# Start of Available data

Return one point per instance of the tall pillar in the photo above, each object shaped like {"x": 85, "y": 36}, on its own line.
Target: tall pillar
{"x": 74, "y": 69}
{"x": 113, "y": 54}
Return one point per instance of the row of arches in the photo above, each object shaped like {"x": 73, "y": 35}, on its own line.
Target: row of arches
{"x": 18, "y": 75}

# End of Available data
# Start of Available data

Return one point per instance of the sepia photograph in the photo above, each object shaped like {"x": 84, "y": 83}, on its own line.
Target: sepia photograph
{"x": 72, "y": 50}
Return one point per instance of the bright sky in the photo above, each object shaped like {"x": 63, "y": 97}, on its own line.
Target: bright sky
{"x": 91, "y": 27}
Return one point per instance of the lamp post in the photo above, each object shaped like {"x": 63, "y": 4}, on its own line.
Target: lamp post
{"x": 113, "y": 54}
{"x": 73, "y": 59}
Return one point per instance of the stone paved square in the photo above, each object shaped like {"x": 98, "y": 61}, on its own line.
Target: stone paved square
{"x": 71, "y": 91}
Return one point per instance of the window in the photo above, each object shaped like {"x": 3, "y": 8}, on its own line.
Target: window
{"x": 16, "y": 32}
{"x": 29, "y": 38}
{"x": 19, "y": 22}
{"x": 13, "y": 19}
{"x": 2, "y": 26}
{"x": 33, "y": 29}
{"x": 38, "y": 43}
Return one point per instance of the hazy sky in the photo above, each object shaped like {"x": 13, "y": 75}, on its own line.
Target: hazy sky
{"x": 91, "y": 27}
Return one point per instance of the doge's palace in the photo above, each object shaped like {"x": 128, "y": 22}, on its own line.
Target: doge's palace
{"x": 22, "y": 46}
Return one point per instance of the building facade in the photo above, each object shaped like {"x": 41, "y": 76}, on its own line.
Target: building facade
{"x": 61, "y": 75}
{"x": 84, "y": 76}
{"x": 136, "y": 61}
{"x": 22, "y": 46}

# End of Available data

Goal of the exercise: Identify each line in the listing above that contains the word "window", and copy those lines.

Result of the task:
Return one point per instance of the window in the photo above, each object shaped like {"x": 3, "y": 8}, on its own line.
Target: window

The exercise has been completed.